→ Data for the task
----

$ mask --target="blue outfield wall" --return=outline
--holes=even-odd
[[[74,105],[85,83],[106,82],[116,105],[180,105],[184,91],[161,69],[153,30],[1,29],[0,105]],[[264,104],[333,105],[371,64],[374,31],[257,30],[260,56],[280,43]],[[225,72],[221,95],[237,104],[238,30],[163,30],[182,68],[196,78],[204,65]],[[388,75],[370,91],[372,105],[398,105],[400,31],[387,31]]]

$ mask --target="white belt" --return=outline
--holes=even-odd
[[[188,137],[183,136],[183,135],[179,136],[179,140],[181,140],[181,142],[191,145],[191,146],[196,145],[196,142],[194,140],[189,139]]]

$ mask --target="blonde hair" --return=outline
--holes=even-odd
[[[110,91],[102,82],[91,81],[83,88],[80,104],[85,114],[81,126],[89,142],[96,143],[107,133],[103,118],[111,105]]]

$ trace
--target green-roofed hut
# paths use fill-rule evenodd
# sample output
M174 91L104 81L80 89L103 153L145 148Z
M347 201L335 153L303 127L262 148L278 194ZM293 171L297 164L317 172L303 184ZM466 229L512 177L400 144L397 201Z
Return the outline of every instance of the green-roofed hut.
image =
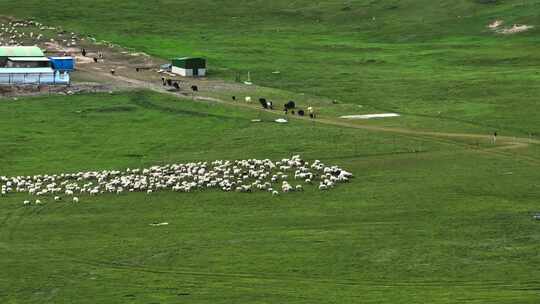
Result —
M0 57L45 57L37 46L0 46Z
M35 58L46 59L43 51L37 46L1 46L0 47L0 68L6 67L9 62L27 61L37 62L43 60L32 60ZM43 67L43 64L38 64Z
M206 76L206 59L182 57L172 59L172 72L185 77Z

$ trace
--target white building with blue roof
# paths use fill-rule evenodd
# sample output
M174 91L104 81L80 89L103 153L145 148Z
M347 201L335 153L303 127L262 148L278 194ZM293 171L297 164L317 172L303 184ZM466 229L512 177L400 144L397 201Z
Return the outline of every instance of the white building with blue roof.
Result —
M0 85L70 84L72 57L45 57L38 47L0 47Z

----

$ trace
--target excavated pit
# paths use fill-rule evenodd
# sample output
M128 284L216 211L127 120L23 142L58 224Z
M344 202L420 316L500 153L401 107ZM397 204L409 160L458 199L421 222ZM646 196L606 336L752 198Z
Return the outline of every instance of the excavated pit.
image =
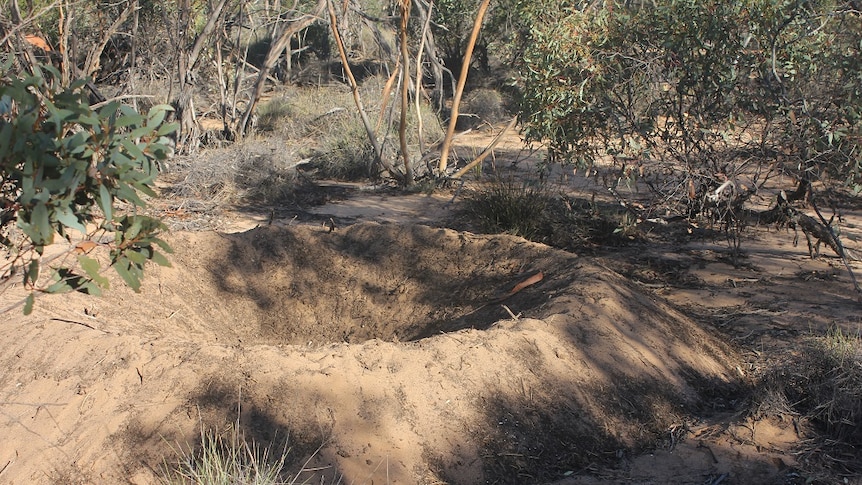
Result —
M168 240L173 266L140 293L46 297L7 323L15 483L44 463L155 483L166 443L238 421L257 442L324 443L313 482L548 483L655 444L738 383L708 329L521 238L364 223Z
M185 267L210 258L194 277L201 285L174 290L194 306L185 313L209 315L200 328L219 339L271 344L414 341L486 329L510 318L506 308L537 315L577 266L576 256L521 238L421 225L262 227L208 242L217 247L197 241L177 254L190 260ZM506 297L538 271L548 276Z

----

→ How to complete this task
Read the data above. Pull out each line in which the string "green" appears.

→ Exercise output
--target green-roofed hut
Return the outline of every instance of the green-roofed hut.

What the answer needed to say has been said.